***** Source material *****

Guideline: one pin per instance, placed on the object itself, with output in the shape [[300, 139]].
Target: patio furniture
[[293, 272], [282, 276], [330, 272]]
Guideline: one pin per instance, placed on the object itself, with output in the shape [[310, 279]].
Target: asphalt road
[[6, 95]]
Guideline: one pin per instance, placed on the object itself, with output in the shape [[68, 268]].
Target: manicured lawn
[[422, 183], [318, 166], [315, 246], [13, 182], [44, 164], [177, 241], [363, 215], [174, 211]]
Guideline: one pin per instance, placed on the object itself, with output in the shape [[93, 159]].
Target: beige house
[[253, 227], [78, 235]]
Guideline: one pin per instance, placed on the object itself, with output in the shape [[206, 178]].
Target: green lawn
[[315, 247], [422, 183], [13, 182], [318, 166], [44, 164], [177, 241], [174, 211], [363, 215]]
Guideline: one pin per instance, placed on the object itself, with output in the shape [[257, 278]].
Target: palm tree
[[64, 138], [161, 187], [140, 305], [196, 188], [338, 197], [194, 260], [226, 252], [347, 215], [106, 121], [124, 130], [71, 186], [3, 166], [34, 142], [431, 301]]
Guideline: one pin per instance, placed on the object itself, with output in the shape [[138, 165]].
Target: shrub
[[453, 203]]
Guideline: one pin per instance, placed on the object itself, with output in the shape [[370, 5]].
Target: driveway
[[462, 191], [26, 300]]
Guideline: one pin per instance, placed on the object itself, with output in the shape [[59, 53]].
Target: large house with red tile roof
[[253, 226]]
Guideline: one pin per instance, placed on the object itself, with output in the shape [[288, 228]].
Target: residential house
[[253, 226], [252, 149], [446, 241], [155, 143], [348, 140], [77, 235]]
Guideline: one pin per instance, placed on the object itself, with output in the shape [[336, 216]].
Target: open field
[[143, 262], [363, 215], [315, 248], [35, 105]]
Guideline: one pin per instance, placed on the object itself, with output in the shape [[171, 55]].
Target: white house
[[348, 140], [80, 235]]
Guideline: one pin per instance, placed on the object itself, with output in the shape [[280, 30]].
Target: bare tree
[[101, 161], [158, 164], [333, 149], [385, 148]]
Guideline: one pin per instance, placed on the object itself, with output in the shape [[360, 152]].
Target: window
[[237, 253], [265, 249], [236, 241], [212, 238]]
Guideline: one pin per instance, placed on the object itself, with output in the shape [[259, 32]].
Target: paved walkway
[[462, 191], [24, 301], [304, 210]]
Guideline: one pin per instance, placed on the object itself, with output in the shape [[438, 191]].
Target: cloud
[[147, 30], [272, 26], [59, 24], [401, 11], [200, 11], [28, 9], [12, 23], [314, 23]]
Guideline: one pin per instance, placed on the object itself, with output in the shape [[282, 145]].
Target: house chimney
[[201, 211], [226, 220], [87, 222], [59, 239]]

*****
***** Source material *****

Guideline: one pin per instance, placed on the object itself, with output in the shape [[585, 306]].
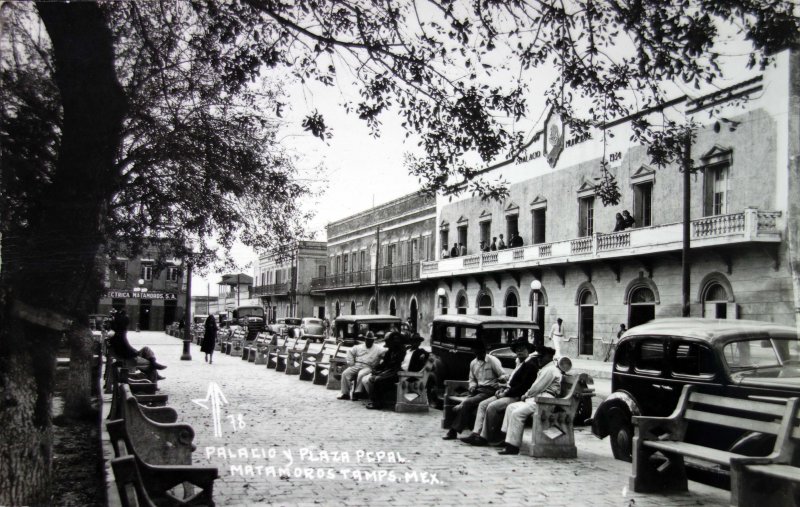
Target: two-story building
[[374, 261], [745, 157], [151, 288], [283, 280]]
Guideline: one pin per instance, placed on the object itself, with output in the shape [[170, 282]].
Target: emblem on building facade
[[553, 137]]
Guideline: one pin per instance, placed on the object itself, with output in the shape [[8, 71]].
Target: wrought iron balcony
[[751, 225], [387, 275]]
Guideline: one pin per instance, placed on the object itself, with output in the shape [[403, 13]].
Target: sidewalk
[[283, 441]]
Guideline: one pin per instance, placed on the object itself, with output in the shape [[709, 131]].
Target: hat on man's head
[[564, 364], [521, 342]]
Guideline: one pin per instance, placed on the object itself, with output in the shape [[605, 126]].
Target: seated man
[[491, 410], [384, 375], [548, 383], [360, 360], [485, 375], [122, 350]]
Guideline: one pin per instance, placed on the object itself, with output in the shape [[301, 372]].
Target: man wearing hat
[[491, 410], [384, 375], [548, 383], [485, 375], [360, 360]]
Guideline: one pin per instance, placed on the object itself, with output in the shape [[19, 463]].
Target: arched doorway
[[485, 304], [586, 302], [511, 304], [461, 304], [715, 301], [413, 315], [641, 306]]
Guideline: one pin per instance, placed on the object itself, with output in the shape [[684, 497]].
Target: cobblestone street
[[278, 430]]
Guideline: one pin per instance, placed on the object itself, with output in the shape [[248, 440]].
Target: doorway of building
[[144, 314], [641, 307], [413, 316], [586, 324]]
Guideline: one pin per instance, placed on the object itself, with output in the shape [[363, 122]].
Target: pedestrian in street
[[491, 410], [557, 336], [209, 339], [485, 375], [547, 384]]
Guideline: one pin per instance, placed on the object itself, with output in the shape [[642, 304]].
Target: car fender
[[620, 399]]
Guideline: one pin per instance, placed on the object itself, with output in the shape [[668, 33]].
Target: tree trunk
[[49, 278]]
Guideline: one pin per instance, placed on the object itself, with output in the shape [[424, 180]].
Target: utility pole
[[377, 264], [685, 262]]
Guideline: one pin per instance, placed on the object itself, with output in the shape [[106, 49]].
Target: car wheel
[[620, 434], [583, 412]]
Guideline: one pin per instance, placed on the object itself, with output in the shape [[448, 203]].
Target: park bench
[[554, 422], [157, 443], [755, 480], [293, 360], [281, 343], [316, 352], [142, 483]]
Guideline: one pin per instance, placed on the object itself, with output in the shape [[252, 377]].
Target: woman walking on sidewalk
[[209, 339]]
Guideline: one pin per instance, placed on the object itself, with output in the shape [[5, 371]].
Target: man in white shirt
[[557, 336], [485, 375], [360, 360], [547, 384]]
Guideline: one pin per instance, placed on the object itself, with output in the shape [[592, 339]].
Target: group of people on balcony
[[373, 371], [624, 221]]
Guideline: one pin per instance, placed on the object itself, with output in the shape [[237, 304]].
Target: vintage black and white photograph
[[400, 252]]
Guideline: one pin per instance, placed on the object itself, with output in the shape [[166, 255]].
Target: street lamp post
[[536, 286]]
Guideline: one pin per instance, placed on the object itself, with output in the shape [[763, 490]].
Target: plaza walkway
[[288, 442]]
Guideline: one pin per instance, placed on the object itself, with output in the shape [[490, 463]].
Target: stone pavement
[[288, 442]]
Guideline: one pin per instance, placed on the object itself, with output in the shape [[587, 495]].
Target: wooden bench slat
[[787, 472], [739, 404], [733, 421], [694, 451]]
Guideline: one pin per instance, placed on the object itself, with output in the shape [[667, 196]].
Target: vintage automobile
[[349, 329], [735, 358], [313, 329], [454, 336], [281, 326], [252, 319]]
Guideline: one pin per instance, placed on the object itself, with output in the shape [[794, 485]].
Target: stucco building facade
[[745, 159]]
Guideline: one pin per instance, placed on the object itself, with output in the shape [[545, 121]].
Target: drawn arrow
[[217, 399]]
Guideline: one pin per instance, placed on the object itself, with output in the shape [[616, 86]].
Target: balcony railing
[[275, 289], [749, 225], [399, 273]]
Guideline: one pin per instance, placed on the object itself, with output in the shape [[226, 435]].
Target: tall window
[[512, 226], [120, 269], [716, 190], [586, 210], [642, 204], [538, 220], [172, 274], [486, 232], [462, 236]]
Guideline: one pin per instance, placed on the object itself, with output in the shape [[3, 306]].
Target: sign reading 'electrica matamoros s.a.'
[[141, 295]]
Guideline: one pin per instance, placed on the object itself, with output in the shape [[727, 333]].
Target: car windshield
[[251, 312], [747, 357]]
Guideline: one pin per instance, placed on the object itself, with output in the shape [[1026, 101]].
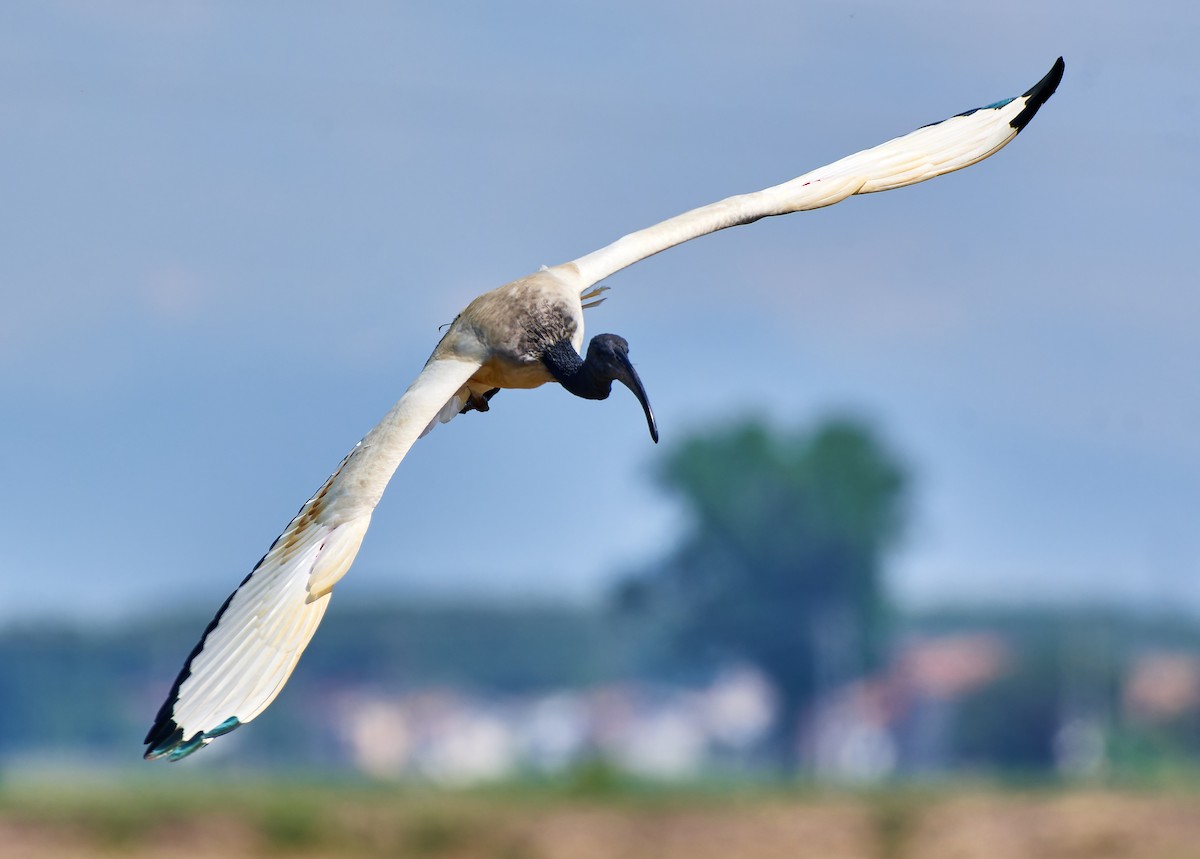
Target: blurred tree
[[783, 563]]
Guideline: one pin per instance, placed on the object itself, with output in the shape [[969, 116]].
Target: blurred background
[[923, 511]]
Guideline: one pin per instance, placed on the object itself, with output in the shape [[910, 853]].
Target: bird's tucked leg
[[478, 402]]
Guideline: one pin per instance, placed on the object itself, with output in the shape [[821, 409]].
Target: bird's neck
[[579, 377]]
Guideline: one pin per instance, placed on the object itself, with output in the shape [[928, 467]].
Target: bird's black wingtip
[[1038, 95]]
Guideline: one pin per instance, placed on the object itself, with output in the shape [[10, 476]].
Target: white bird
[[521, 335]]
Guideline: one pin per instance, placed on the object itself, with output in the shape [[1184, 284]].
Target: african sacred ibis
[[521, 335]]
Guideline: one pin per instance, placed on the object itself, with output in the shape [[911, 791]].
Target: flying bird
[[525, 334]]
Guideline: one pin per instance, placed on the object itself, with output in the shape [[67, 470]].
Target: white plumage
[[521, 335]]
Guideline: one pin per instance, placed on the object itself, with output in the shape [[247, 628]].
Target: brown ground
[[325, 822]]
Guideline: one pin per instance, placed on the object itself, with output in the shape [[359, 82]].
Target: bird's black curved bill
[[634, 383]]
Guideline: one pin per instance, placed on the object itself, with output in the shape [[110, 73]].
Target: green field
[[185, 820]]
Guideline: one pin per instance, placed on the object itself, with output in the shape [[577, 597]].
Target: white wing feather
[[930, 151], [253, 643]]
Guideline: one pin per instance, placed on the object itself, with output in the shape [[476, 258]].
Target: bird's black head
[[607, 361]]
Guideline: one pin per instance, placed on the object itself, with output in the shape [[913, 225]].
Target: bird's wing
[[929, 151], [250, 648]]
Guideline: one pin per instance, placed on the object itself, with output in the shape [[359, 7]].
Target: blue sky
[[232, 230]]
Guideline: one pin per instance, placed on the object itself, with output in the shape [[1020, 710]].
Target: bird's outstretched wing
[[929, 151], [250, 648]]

*****
***** Source material *****

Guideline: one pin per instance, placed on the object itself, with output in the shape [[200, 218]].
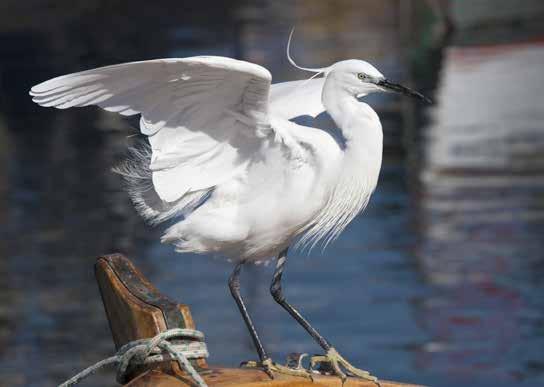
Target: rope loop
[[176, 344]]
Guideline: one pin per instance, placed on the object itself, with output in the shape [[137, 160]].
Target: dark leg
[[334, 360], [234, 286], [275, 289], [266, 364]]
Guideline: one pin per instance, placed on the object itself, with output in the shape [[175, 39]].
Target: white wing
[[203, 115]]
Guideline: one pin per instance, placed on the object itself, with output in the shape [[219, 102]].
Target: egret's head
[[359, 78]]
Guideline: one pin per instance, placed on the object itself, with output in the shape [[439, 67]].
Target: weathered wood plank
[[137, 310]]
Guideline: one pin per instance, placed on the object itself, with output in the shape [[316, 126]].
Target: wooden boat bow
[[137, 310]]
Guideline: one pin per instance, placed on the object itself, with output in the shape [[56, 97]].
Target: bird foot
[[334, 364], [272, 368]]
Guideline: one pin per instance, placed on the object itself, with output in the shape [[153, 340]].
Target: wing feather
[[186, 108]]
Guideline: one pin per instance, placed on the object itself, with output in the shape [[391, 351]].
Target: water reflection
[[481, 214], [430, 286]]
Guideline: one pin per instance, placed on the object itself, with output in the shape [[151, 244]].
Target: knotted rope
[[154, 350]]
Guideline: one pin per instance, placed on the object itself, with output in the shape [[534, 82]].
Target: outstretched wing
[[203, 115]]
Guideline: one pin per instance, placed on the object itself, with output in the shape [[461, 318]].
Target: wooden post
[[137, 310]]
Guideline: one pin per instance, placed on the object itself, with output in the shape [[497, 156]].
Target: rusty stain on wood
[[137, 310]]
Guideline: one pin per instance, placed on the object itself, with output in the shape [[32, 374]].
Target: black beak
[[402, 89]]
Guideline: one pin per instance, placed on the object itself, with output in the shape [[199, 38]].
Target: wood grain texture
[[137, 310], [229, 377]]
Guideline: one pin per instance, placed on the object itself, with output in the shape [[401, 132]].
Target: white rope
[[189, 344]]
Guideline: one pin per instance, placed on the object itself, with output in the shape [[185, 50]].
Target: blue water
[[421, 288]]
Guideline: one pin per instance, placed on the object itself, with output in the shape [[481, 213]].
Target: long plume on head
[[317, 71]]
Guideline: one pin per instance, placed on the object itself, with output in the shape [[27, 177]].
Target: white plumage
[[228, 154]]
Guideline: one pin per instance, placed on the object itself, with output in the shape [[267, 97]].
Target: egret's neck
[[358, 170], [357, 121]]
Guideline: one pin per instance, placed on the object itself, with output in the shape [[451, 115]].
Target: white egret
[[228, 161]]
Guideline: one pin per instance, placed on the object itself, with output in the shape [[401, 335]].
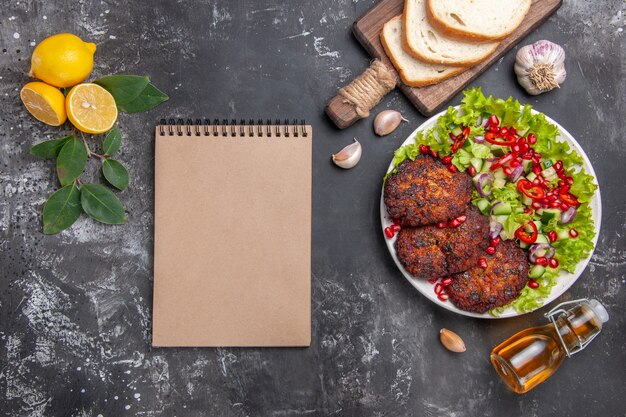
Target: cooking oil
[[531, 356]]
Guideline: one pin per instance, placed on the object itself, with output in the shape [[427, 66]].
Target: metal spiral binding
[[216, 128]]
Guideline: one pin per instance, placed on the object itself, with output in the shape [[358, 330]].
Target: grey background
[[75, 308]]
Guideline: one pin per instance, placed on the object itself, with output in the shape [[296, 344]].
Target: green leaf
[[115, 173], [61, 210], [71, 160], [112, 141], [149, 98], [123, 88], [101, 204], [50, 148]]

*****

Task to carry out: Rewrite the entries from the line with "shape [[448, 203]]." through the line with "[[217, 399]]", changing "vintage" to "antique" and keeping everything else the same.

Exercise solution:
Guideline: one pin per instance, placed on the object itself, with output in the shape [[448, 203]].
Target: park bench
[[554, 422], [157, 443], [755, 480], [293, 360], [281, 343], [316, 352], [142, 483]]
Guideline: one pin per instance, placed on the object itself, with output in the shape [[252, 377]].
Target: woman walking on sidewalk
[[209, 339]]
Guideline: one pin per instance, placed on the object itself, with output in the shape [[5, 371]].
Target: man in white shirt
[[557, 336], [485, 375], [360, 360], [547, 384]]
Guideline: one pin per instance, placed on the object itself, with output in the shape [[592, 339]].
Target: group of people on balcony
[[373, 371], [624, 221]]
Guideline: one pin per instance, placed on the object itself, with output in the shape [[237, 304]].
Target: antique black and white photograph
[[400, 252]]
Guideline: one pin per instance, placed on the object itself, with output in the shape [[166, 255]].
Target: street lamp post
[[536, 286]]
Guideline: one pin per instance, placed on the object itself, with output in the shape [[763, 490]].
Target: plaza walkway
[[288, 442]]
Guideline: one pin per instance, placed on the object itself, with output in the shape [[490, 463]].
Target: stone pavement
[[288, 442]]
Guideline: one pin per instance, placed on the object itself, with output in the shape [[587, 495]].
Target: wooden bench slat
[[787, 472], [739, 404], [733, 421], [694, 451]]
Guideline: one pin per instance, placed on the object itself, with output in the shape [[667, 196]].
Target: antique automobile
[[349, 329], [735, 358], [313, 329], [454, 336], [281, 326], [252, 319]]
Guideline: one pin per instance, placed on the object itself, with output in the shape [[794, 485]].
Target: stucco building facade
[[745, 159]]
Guideline: one pin per instance, placed on the object itself, with output in the shape [[545, 121]].
Target: drawn arrow
[[217, 399]]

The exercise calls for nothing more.